== Segment start ==

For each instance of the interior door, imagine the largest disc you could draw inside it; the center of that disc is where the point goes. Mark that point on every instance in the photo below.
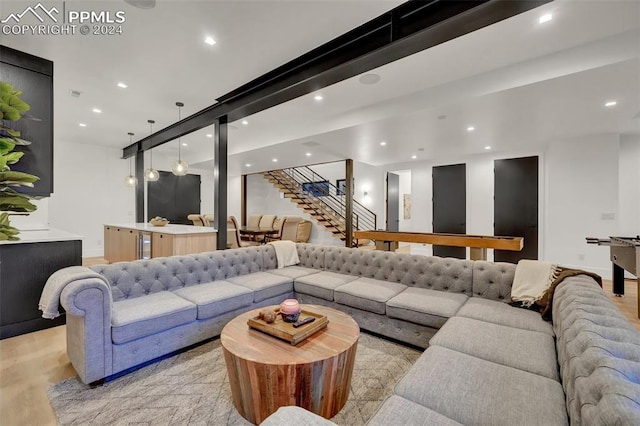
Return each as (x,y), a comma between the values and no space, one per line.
(450,206)
(516,206)
(393,202)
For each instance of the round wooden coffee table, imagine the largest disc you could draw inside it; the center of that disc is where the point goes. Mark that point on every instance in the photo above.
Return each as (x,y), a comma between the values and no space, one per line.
(266,373)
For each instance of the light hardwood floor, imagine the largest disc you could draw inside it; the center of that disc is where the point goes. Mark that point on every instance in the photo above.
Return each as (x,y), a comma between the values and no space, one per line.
(30,363)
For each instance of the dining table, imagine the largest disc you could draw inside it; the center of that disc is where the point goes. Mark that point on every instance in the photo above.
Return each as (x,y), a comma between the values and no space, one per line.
(257,233)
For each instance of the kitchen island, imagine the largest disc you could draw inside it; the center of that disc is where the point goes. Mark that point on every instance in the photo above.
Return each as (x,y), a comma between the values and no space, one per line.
(126,242)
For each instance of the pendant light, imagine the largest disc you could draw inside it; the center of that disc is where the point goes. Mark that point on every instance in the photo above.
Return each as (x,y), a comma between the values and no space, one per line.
(151,174)
(131,180)
(180,167)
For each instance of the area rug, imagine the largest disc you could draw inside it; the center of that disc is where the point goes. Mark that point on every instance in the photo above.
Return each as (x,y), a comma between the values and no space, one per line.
(192,388)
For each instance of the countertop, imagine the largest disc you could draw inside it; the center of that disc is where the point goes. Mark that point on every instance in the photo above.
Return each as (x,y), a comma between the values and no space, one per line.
(43,236)
(167,229)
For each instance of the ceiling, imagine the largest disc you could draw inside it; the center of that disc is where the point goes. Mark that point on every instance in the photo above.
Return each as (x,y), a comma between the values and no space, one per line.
(519,83)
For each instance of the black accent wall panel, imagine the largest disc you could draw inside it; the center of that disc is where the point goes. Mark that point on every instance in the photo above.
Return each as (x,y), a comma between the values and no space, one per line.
(174,197)
(34,77)
(450,206)
(515,206)
(24,269)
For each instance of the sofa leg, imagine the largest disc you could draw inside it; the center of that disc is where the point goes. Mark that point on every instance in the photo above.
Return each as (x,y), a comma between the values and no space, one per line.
(96,384)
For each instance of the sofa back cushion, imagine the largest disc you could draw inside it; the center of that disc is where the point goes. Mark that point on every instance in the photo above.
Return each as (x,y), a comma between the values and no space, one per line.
(311,255)
(141,277)
(435,273)
(598,354)
(493,280)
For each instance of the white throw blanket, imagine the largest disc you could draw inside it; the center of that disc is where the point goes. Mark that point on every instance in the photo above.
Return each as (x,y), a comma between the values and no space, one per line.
(532,279)
(286,253)
(50,297)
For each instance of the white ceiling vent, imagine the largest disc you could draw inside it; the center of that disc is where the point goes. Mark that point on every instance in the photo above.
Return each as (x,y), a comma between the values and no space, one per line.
(311,143)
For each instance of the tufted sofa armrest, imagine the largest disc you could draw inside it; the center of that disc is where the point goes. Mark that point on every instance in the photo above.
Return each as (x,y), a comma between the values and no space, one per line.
(88,303)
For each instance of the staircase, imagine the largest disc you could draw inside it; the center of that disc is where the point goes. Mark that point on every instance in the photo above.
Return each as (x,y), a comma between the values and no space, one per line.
(322,200)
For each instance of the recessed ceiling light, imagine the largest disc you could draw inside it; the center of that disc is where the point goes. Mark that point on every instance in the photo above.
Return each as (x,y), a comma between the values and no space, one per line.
(545,18)
(369,78)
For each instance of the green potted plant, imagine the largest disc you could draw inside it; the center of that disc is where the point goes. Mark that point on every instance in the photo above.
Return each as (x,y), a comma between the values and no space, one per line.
(12,109)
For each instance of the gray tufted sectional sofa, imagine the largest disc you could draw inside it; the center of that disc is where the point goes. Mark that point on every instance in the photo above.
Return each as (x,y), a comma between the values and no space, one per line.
(486,362)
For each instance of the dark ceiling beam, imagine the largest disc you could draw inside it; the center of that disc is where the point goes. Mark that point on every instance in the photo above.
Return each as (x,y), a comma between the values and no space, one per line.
(409,28)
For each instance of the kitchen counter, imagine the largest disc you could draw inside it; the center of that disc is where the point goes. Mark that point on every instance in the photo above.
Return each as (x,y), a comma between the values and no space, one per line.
(170,229)
(43,236)
(130,241)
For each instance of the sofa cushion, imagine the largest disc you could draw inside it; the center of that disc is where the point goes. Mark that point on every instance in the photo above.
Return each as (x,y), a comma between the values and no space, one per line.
(264,284)
(294,272)
(501,313)
(294,415)
(493,280)
(598,353)
(397,410)
(427,307)
(523,349)
(471,390)
(216,298)
(367,294)
(143,316)
(322,284)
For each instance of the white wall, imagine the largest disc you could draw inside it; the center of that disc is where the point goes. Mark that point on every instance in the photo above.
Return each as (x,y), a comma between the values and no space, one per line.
(89,190)
(582,201)
(629,186)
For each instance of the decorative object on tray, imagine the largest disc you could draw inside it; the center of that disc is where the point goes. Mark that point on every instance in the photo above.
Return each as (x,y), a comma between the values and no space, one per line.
(268,315)
(159,221)
(307,324)
(290,310)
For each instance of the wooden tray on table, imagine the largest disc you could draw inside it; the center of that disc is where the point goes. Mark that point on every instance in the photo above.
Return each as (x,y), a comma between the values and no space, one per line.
(286,331)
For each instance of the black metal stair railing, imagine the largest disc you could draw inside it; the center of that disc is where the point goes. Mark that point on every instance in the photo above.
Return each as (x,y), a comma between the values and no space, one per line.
(325,201)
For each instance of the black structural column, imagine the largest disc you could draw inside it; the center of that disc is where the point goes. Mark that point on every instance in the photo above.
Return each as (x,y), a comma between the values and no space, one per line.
(220,181)
(140,187)
(243,200)
(348,215)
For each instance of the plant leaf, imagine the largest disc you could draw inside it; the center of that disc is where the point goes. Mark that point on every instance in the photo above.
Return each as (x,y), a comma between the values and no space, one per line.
(12,157)
(20,178)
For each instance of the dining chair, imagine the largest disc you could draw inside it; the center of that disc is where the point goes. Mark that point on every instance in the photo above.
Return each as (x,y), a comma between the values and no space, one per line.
(254,220)
(266,221)
(233,235)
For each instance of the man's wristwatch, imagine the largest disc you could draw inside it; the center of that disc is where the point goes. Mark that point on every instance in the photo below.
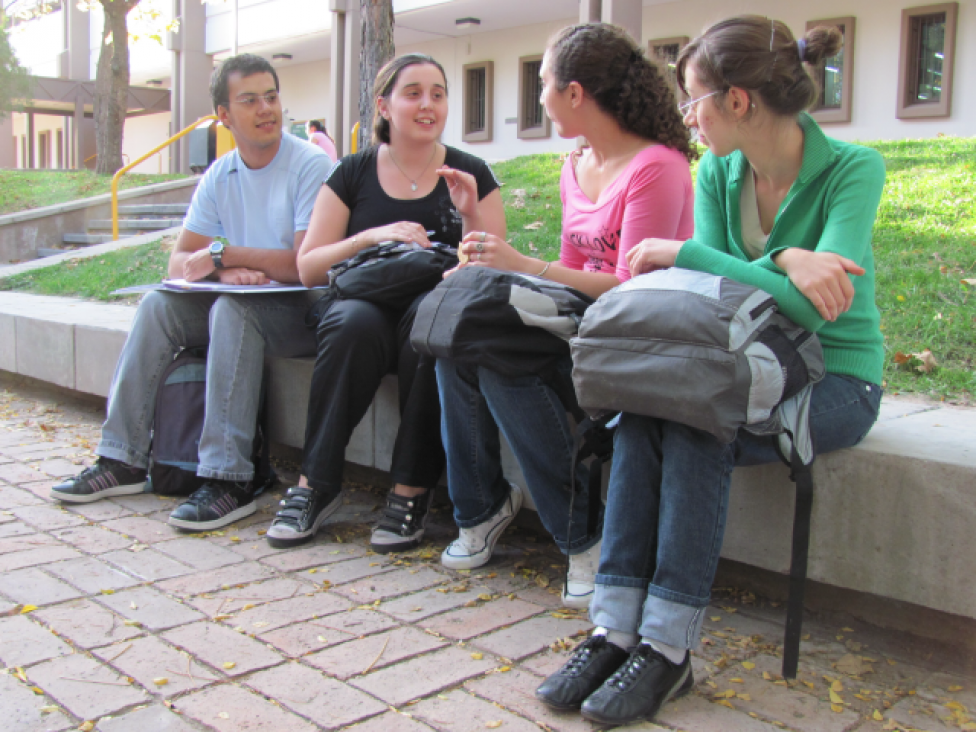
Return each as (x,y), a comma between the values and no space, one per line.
(217,254)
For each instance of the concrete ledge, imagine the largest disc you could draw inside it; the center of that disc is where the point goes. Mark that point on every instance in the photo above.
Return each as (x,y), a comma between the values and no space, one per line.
(23,233)
(893,517)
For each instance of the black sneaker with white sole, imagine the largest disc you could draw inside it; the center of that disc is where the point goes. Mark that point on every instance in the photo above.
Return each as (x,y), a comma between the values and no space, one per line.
(214,505)
(302,512)
(402,525)
(107,477)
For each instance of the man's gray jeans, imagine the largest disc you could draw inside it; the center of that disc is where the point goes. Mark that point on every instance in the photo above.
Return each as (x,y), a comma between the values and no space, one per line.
(239,330)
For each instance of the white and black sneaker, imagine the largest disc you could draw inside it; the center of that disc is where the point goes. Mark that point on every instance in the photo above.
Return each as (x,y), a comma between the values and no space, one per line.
(105,478)
(402,525)
(214,505)
(302,512)
(474,546)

== Segment end ==

**Work instructions:**
Output all the entries exactly, minus any pictures.

**Solution for this problem:**
For each instance of the interior door, imagine the largest disc you could draw inside it; the center of that disc is where the point goes. Mark that point on every instance in the photo below.
Return each as (x,y), a comma between the values and no space, one per line.
(450,206)
(516,206)
(393,202)
For each instance of the round wooden coffee table, imagine the largest disc you could draw inside it; the center of that disc is where the point goes. Mark that point on every instance in the photo above.
Return each as (x,y), a comma between the values and no space, one per line.
(266,373)
For each instance of the light hardwood floor, imagine the largest disc you could draw inside it; the center of that disc is where the point goes. Mark that point on every instance in the photo above.
Return each as (x,y), a comma between the values and no space, one per line.
(30,363)
For each instance of the dining table, imagine the largest disc you could draw inside it; the center of that disc is where the point goes. Mark that point on every instance in the photo above.
Return each as (x,y), a comma between the values and no space, one per line.
(257,233)
For each instance of the kitchen island, imagine the largest disc you could draw inside it; the center of that disc is where the point goes. Mark that point on every instance in the photo above.
Return each as (x,y), a comma between the values and no space, one per line.
(126,242)
For each instance of the pendant light, imagine the largest disc you could draw inside it; the center of that disc is where the point goes. Mark that point on every instance in the photo above.
Return each as (x,y), a comma between the values and no space, one per line.
(151,174)
(131,180)
(180,167)
For each instance of the area rug, imagine the largest disc you could draw inside it; the center of that disc is where the point goes. Mark that point on every instance in the photo above.
Return each as (x,y), a comma between the values and no space, one per line.
(192,388)
For each instance of the countertop, imagine the largest disc you could draw inside it; the center of that disc is where the point goes. Mark that point on every instance in the photo above.
Return each as (x,y), a comma between the values and no space, one per line.
(43,236)
(167,229)
For each instance of the ceiling, imagine the largest disc you could draw inside it; the center of that disc is where the point goes. Mark that point on every instance in the photo above.
Return each as (x,y), a comma between the values and no space, one per line.
(519,83)
For each instance of the black accent wall panel, imagine the largest disc you could draw inside it; the center of that disc is where the point goes. Mark that point on every instance in the photo above.
Return each as (x,y), a comma between the values and no space, one per line.
(174,197)
(34,77)
(450,206)
(515,206)
(24,269)
For each instance of the sofa leg, imagine the largest disc you could draw inside it; the center of that disc is where the point goes. Mark that point on every instance in the photo above.
Return each as (x,y), a comma between the values and no space, one per line.
(96,384)
For each instance of the sofa back cushion, imagine the largest disc you could draw inside it; the center of that disc is where the point goes. Mark that point on every instance in the photo above.
Return each as (x,y), a comma between the values and no space, one per line.
(311,255)
(141,277)
(435,273)
(598,354)
(493,280)
For each instance of the white throw blanket, imagine the largest disc you could draw inside it; the center of that disc is where the point goes. Mark that point on every instance in the photo above.
Return each as (x,y), a comma between the values and no space, one per line.
(532,279)
(286,253)
(50,297)
For each instance of the white ceiling vent, imagine the largest disc you could draw inside it; the center of that disc is where the point goes. Mark that point on every instance in the photo above.
Return each as (x,y), a comma between the values and no space, one per line.
(311,143)
For each instance of the tufted sofa armrest, imagine the largest disc you could draw inside it; the center of that disc is where the point goes. Mark that point on every instance in the photo above.
Return each as (x,y), a comma between the values and no space, one per line.
(88,303)
For each instance of the staircase, imagine the largest disc you could draw inside it; the center of that disc is where the point goes. Mark that point on every instance in the photo above.
Return each as (x,y), a comma between the values and no space, one per line.
(322,200)
For each instance of the recessed ceiling light, imagine the largest disc you could draw inside it; the center of that disc is where the point goes. Mark that point on every instance in the photo above.
Return each as (x,y), a comma between the values and no space, one per line.
(545,18)
(369,78)
For each instance of the green potted plant, imagine the largest disc you could draw inside it; the center of that disc is where the point goes. Mark that point on every instance in the photo above.
Return each as (x,y), a comma between the values and no space, one per line.
(12,109)
For each instance of the gray tufted sectional sofa, imagine the largest disc you could draw inside it; the center of that disc is where the point goes. Mark that point on every instance in the photo above.
Return each as (x,y), a comma between the values and no space, one per line.
(486,362)
For each instance of the dark ceiling beam, imagine the largest disc you could draw inside it; the center of that disc is where the point goes. Mark that point on every instance in the photo above.
Return each as (x,y), a comma between the values and no space, one per line.
(409,28)
For each instance of the kitchen counter, imagine the largest disc you could draw inside it; the center of that disc is where the point goes. Mark that point on every instance in the photo above.
Return each as (x,y), a comma between the values and no space, one per line.
(170,229)
(43,236)
(130,241)
For each instance of the sofa cushion, imagine the largest disc you could draw inside it; the center of that disc is where the point goes. Mark that point on every instance in the photo above.
Return each as (x,y), a comma between the values and no space, one per line.
(264,284)
(294,272)
(501,313)
(294,415)
(493,280)
(598,353)
(397,410)
(427,307)
(523,349)
(471,390)
(216,298)
(367,294)
(143,316)
(322,284)
For each instance of the white wall, imagine the largest disc you could draw inside it; the center of that disc is where the point goes. Mark that point on every instance in the photo above.
Return each as (x,y), a comma between the values and no space, one per line.
(89,190)
(582,201)
(629,186)
For each instance of the decorative object on tray, imagine the largest disc you could draw inside it; the center of that disc is where the point goes. Mark that point on every instance in the photo above.
Return each as (x,y), a comma between the values and no space, one per line.
(268,315)
(159,221)
(307,324)
(290,310)
For each instance of the wooden tray on table, imagine the largest disc you could draw inside it; the center of that disc is where the point goes. Mark that point on every instance in the photo above.
Return each as (x,y), a comma between the values and no space, one per line.
(286,331)
For each instance of the black metal stair railing, imagine the largest disc you could draw inside it; the center of that disc is where the point goes. Mark that point on every instance in the photo above.
Return each as (x,y), a comma between the values and no space, one per line.
(325,201)
For each instance of the black structural column, imagine the largest disc you could draw inside it; the center of that disc is where the point goes. Mark that point on every instance in the photo above.
Return each as (x,y), a comma between the values and no space, one per line.
(220,181)
(140,187)
(243,200)
(348,215)
For each instance of the plant leaf, imagine the largest disc you could draw inside it; the center of that disc is where the point goes. Mark that point on every instance in the photo above.
Return each as (x,y), a comma between the values and no space, one per line.
(12,157)
(20,178)
For each instance of the dining chair, imagine the largest disc you could draw inside it; the center of that disc is where the point goes. Mark that point on every instance in the photo above.
Return each as (x,y), a comma between the values and no space, one per line.
(254,220)
(266,221)
(233,235)
For each instance of the man's wristwatch, imagine the largest disc you could draw inside it; the center of that disc is where the point goes. Mark that point on every instance in the photo below.
Return each as (x,y), a comma between the values and no space, one per line.
(217,254)
For each instance of the concrete ledge, imagine the largest disc you could draw inside it; the center of that disc is where the point goes. Mark that point on every instance in the photo above.
Return each as (x,y), a comma between the values and no space, one per line.
(23,233)
(893,517)
For each instance of the black sneaker with white sole, imagine the largest disc you could draw inside it; the center of that disc is where the point goes. Mark that point on every instance in the photo above.
Return each as (x,y), a comma between the values and no space, one per line.
(214,505)
(302,512)
(402,525)
(107,477)
For each instance of the man's gray jeans, imagine the largest disc you could draw inside it; the center of that disc is where the point goes. Mark that point on every instance in the photo above.
Return each as (x,y), a comma between the values and no space, one per line.
(239,330)
For each instance of the white and black sneaker, imagine the largest disc you could draw inside it; the center of that disc is where the point goes. Mark that point on every instance in the photo above.
Return each as (x,y), a comma between the values and no space, one per line.
(105,478)
(402,525)
(214,505)
(302,512)
(474,546)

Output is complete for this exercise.